Nothing but the lines from the one that contains "Target: child's arm" through the end of the listing should appear, set down exactly.

======== Dataset extract

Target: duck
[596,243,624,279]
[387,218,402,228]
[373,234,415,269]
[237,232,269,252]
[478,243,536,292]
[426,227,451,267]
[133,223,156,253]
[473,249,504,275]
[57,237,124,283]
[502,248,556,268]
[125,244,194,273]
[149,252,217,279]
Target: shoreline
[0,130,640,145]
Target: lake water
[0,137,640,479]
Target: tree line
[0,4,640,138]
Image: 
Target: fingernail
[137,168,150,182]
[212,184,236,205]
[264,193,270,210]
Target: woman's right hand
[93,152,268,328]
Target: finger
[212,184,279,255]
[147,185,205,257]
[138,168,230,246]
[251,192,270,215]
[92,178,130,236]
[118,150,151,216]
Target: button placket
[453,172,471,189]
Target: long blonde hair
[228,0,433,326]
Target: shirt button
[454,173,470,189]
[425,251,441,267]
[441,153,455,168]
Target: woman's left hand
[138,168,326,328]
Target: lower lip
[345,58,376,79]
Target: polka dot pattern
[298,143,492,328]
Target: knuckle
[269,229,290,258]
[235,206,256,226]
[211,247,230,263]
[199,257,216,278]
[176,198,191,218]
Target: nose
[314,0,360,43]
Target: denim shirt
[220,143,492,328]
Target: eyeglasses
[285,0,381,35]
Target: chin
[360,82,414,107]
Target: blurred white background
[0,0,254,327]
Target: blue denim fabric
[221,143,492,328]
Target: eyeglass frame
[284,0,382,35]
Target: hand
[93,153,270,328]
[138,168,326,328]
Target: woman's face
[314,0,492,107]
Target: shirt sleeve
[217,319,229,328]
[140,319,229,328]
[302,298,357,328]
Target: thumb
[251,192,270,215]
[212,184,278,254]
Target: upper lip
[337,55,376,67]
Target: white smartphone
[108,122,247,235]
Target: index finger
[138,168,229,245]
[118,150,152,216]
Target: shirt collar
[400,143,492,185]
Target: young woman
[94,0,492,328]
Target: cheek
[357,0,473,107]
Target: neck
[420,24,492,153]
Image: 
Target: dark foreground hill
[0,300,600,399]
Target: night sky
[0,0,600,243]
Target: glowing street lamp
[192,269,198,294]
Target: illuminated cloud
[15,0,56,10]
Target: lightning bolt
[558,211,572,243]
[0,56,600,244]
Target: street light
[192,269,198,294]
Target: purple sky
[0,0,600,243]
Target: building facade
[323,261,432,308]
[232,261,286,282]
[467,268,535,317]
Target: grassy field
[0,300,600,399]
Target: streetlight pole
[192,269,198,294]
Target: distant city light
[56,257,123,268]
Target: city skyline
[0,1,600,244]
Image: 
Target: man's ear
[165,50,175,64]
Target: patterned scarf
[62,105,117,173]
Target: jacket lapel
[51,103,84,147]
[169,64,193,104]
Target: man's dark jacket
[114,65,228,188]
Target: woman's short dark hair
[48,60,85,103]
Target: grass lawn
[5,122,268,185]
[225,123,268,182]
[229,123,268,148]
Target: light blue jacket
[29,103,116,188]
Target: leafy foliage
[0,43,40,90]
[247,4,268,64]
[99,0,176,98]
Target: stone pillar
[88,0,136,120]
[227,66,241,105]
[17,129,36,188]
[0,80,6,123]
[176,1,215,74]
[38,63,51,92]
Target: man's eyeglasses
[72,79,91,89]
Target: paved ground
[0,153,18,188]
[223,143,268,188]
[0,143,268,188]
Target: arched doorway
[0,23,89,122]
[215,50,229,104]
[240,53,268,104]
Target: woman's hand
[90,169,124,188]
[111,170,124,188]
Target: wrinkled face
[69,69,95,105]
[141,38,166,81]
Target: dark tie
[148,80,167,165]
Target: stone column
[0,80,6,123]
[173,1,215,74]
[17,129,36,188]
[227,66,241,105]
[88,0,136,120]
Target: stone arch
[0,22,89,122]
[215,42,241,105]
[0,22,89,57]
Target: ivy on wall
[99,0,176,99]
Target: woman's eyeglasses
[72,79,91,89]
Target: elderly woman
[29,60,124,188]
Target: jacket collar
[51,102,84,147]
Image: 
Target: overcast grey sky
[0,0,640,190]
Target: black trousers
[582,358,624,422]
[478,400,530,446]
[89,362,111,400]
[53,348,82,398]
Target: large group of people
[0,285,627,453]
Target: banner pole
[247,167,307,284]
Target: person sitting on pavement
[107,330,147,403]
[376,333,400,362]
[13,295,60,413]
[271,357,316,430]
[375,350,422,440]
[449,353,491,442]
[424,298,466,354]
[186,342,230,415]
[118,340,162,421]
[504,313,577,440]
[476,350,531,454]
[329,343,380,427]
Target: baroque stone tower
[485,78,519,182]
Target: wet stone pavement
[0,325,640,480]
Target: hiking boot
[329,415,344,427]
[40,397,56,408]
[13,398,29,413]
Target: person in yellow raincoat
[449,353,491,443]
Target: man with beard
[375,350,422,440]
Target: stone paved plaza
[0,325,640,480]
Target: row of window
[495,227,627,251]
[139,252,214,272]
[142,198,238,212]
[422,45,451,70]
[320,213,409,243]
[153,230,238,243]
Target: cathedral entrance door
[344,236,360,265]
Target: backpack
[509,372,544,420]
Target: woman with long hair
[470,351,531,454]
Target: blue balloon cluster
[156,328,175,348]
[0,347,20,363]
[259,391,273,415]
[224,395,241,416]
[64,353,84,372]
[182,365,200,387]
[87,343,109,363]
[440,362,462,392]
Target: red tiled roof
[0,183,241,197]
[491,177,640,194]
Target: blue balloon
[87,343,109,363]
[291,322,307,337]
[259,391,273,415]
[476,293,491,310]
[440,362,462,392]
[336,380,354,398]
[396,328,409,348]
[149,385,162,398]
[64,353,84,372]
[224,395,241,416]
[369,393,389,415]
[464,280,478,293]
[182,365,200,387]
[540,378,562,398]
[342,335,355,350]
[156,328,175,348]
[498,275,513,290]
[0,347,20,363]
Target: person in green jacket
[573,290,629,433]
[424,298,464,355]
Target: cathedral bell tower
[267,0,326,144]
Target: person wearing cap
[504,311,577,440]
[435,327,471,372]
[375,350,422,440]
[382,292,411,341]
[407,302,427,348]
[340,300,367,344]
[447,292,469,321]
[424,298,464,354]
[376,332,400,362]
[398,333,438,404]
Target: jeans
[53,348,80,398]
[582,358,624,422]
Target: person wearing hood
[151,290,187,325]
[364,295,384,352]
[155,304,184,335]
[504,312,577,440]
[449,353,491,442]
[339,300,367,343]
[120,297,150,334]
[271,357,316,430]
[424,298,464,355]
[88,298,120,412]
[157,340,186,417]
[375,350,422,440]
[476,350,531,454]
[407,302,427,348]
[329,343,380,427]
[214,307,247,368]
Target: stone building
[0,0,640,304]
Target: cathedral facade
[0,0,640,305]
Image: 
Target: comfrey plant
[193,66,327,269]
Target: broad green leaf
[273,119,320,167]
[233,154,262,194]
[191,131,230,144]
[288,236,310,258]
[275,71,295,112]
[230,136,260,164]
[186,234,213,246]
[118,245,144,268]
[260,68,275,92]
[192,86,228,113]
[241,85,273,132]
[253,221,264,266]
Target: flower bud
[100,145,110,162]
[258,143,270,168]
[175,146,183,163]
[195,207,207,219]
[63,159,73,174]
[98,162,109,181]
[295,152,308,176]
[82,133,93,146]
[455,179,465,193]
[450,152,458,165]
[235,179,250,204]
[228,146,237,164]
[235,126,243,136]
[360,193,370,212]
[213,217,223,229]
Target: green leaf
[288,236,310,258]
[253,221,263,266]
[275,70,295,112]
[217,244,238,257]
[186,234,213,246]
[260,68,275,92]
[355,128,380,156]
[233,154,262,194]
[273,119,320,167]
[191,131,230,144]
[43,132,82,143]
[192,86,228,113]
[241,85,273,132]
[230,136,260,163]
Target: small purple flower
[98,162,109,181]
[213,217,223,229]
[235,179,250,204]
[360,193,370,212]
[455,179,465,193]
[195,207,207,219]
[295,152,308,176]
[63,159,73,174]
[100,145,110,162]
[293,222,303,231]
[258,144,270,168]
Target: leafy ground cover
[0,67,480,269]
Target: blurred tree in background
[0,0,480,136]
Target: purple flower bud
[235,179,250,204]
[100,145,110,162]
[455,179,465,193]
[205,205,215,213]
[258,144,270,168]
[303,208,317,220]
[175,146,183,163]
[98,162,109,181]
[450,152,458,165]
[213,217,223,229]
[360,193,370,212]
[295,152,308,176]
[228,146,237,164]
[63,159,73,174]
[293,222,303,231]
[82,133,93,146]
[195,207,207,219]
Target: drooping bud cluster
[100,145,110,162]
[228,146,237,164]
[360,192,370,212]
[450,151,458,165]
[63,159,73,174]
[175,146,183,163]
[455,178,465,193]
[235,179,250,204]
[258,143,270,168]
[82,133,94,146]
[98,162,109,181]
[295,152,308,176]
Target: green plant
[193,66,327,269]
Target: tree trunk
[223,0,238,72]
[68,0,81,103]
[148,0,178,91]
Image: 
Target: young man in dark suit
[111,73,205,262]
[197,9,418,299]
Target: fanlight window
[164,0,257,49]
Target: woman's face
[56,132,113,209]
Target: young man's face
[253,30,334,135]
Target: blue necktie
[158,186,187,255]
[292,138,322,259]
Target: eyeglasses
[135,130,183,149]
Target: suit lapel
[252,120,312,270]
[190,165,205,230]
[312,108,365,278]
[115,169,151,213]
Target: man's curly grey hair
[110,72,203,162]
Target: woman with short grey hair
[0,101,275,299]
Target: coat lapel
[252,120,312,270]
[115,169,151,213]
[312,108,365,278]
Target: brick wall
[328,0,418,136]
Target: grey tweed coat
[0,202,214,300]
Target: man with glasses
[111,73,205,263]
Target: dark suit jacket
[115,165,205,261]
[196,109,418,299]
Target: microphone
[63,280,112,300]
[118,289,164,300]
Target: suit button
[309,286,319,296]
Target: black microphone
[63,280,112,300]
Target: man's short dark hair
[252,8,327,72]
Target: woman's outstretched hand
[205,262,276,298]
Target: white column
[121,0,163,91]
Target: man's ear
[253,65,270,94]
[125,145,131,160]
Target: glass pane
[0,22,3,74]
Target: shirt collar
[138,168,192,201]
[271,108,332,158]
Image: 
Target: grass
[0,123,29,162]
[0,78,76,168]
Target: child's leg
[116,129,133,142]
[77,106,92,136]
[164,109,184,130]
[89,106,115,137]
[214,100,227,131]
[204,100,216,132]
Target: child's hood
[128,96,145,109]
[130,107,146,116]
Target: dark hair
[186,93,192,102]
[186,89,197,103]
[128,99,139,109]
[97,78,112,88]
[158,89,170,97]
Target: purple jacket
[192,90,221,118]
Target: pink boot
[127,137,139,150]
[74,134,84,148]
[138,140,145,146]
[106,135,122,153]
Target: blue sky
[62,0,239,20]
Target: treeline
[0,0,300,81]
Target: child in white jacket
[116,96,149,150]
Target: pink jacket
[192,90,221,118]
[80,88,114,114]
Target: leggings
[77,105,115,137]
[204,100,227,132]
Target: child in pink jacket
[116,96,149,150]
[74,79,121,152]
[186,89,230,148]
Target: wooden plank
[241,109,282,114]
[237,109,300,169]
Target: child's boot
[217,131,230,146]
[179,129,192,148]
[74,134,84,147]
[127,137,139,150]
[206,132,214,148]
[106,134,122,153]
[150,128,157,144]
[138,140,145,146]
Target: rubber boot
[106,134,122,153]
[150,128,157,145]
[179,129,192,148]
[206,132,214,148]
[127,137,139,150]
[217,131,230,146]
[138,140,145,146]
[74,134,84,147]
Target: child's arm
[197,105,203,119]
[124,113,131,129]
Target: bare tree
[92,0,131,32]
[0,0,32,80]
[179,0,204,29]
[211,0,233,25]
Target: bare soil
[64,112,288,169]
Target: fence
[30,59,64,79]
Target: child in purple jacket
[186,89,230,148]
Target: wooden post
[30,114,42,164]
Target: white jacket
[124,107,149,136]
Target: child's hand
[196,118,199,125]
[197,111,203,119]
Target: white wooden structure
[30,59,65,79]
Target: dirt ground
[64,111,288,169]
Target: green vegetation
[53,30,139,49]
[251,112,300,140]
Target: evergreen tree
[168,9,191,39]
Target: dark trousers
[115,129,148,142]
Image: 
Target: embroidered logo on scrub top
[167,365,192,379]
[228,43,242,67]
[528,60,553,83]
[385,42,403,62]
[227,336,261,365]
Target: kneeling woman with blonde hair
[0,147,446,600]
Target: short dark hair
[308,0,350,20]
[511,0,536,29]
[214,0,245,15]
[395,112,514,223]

================

Answer to the problem.
Target: child's arm
[197,105,203,119]
[124,113,131,129]
Target: bare tree
[92,0,131,32]
[0,0,32,80]
[179,0,204,29]
[211,0,233,25]
Target: bare soil
[64,112,288,169]
Target: fence
[30,59,64,79]
Target: child in purple jacket
[186,89,230,148]
Target: wooden post
[30,114,42,164]
Target: white jacket
[124,107,149,136]
Target: child's hand
[196,118,199,125]
[197,111,203,119]
Target: white wooden structure
[30,59,65,79]
Target: dirt ground
[64,111,288,169]
Target: green vegetation
[53,30,139,49]
[251,112,300,140]
Target: evergreen tree
[168,9,191,39]
Target: dark trousers
[115,129,148,142]
Image: 
Target: embroidered logo on scrub top
[167,365,192,379]
[228,43,242,67]
[528,60,553,83]
[385,42,403,62]
[227,336,261,365]
Target: kneeling woman with blonde hair
[0,147,446,600]
Target: short dark hair
[308,0,350,20]
[511,0,536,29]
[214,0,245,15]
[395,112,514,223]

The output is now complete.